> Exercise objective:
Copy the records below line for line, without changing anything, and omit the pictures from your answer.

> The data:
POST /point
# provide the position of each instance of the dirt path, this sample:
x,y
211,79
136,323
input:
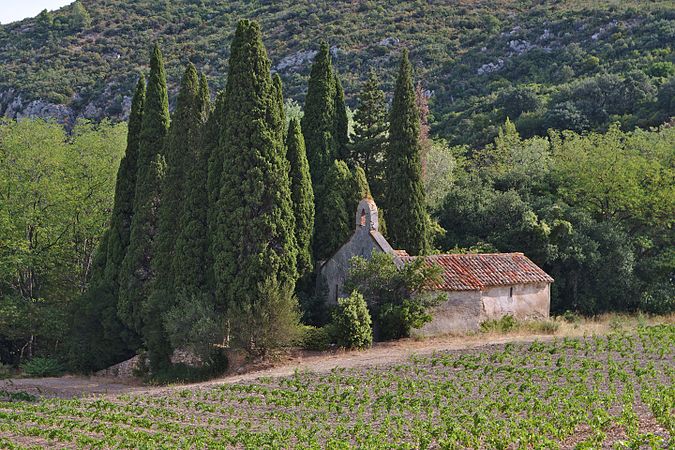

> Result of the task:
POST /point
# provide the position of each instance of the dirt path, this sample:
x,y
211,79
136,323
input:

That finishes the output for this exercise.